The lines to be set down run from the line containing "the dark blue" through the final line of the data below; print them exactly and print nothing else.

------------------------------------------------------------

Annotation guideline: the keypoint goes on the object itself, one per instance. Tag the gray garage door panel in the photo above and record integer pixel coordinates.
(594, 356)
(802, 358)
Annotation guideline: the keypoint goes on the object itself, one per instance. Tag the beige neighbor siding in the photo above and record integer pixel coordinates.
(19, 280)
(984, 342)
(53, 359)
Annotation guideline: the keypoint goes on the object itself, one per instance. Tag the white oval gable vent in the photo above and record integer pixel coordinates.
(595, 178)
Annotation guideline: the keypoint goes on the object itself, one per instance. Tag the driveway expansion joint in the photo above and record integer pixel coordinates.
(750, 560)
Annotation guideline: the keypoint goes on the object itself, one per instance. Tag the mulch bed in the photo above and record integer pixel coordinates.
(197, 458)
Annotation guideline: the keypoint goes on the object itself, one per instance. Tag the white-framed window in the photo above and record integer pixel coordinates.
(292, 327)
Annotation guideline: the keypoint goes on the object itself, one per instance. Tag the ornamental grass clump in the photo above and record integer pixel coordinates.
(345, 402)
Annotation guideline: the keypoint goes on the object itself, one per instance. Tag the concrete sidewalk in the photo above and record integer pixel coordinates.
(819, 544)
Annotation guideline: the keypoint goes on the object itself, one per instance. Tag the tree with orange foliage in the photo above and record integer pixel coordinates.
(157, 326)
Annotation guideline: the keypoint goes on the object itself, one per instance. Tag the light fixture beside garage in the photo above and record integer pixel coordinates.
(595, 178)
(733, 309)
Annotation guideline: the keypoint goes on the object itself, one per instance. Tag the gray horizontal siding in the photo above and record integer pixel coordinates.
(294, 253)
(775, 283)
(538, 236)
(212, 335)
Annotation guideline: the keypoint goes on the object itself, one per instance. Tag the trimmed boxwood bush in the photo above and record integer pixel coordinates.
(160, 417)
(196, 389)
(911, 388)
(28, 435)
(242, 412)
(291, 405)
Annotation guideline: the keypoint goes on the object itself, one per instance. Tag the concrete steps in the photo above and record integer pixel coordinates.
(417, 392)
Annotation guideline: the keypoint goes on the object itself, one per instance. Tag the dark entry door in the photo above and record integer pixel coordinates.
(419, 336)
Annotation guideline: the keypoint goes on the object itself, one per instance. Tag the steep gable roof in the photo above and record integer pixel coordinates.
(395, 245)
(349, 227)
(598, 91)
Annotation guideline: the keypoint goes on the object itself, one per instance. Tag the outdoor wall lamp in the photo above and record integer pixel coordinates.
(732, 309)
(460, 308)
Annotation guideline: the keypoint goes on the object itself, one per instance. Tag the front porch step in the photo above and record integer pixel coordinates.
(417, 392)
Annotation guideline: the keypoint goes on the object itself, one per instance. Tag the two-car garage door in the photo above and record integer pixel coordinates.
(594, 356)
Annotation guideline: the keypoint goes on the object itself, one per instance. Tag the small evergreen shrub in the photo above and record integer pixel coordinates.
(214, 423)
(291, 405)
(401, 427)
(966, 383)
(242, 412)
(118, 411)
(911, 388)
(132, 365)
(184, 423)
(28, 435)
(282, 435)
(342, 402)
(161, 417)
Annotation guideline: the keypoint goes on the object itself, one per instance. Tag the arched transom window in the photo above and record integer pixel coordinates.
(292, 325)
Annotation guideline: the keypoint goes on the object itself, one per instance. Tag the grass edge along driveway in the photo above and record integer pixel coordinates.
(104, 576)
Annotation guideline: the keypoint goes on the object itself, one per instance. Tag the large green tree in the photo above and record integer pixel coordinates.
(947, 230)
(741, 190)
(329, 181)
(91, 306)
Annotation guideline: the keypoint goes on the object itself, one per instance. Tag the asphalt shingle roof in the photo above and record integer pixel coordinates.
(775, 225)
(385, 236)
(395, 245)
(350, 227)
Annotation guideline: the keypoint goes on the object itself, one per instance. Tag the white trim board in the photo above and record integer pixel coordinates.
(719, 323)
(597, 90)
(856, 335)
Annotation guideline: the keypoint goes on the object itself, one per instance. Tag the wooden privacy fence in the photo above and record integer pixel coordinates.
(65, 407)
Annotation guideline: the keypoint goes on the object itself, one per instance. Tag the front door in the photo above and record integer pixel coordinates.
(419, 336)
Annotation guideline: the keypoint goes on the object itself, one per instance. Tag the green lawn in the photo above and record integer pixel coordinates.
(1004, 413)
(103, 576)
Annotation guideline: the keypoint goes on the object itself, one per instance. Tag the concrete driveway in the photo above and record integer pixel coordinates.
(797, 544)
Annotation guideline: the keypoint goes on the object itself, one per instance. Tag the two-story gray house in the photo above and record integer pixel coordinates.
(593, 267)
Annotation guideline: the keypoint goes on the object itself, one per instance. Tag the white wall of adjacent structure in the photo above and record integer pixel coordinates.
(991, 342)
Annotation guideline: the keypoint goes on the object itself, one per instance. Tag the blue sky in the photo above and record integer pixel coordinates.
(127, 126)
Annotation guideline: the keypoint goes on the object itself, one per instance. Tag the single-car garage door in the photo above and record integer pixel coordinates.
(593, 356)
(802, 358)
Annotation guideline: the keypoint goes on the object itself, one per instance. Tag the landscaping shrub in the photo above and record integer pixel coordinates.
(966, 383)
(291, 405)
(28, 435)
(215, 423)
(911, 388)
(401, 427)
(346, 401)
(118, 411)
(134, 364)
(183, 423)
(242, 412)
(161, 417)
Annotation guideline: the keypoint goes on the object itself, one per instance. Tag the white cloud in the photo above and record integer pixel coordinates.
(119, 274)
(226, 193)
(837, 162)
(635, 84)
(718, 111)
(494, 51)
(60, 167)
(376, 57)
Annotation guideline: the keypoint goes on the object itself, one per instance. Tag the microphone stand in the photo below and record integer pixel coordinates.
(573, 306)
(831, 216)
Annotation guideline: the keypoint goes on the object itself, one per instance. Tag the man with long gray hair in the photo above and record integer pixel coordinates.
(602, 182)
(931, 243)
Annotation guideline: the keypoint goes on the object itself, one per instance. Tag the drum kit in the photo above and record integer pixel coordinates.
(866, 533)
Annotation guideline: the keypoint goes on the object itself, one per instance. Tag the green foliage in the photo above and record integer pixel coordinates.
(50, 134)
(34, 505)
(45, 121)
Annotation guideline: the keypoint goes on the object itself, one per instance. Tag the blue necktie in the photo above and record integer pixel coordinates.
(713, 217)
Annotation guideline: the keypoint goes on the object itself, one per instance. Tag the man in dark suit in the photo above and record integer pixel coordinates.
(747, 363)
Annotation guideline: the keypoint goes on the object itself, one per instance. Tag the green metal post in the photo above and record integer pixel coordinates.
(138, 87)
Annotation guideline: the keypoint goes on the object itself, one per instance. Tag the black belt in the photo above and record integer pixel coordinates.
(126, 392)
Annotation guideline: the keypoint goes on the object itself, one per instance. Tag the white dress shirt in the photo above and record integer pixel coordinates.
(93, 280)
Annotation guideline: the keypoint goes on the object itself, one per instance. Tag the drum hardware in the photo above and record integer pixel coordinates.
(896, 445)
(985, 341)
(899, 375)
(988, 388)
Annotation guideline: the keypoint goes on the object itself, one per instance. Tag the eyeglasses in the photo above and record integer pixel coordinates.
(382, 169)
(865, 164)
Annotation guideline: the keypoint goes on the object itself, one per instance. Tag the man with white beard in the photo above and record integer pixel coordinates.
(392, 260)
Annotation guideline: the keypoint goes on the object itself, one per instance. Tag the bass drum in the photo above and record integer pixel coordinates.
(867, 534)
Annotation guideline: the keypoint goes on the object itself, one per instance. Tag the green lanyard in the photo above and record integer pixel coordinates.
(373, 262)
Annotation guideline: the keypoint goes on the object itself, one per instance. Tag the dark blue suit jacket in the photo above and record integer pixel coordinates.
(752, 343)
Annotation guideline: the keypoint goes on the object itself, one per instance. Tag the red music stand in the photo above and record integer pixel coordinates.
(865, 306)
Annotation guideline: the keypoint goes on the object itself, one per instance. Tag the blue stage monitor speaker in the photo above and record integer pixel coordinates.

------------------------------------------------------------

## Solved problem
Annotation guideline: the keypoint goes on the object itself, one per instance. Tag the dark blue suit jacket in the photo above and record integer pixel coordinates.
(752, 343)
Annotation guideline: the keypoint goes on the object itself, one per instance. Tag the red music stand in the photo above and record integer pixel coordinates.
(865, 306)
Annotation guideline: the keypoint goes on the object itself, one per instance. Tag the blue stage monitor speaker in the photo above and record integer pixel coordinates.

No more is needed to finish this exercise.